GIVEN TASK 1
From the passage on community principles below, return the words starting at "4.      The Fundamental Principle" and ending at "to the citizens.", copied verbatim.

TEXT SHOWN

Figure 2.  Fractal Political Structure




4.      The Fundamental Principle of Neighborliness in dealing with neighboring communities, so that the dependence of economic well-being on geography is minimized.  (Wealth flows always from richer communities to poorer communities or not at all.)
5.      Defense by citizen militias if necessary.  The decision to bear arms is up to the citizens.
6.      It is recognized that the federal government is likely to suppress any effort to form an intentional community (or reform an existing community) along egalitarian lines,  i. e., with a Natural Economy, unless collapse has already commenced, in which case the federal government will no longer be able to function because the most powerful people in government will have given up in despair and will be trying to save themselves - at least Dmitry Orlov has made a good case for this in “Closing the Collapse Gap”, which compares the collapse of the Soviet Empire with the very likely collapse of the United States American Empire.

Dataset rows on where objects appear
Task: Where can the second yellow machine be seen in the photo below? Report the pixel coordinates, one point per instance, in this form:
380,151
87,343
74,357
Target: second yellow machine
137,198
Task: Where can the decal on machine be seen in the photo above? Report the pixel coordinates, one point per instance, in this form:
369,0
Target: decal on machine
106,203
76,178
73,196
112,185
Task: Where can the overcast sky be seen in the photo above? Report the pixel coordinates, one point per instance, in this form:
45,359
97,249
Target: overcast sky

GIVEN TASK 2
Give the number of lines in the records above that contain the string "coordinates", with case counting. Reply with the number only.

EXERCISE RESULT 1
4.      The Fundamental Principle of Neighborliness in dealing with neighboring communities, so that the dependence of economic well-being on geography is minimized.  (Wealth flows always from richer communities to poorer communities or not at all.)
5.      Defense by citizen militias if necessary.  The decision to bear arms is up to the citizens.

EXERCISE RESULT 2
3